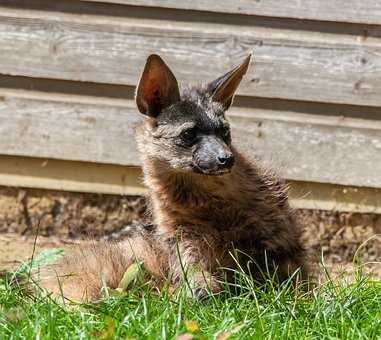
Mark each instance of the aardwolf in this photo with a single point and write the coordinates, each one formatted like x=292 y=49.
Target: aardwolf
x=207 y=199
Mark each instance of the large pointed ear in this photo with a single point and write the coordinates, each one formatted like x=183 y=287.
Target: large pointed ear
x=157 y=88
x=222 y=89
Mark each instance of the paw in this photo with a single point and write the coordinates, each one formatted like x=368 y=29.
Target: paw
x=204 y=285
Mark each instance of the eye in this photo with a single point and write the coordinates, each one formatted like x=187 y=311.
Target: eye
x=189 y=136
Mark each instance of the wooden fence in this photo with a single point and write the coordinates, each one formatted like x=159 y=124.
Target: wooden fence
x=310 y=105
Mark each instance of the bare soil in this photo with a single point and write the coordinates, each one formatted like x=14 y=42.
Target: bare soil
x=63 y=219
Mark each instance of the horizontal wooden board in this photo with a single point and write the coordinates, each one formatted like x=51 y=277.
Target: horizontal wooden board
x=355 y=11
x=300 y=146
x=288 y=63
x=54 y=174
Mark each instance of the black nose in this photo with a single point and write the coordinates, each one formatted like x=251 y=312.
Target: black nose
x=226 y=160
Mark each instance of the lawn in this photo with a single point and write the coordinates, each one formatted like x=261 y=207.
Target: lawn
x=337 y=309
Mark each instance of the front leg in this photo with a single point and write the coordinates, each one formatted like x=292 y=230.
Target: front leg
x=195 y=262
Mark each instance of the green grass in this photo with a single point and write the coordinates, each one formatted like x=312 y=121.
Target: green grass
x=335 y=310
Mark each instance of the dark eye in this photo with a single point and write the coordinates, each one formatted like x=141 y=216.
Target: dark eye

= = = =

ACTION ITEM:
Check each line of the listing above. Copy it if it holds the string "dark".

OUTPUT BELOW:
Mark each instance of the dark eye in this photo with a single point and write the coordinates, each one formatted like x=141 y=216.
Target: dark eye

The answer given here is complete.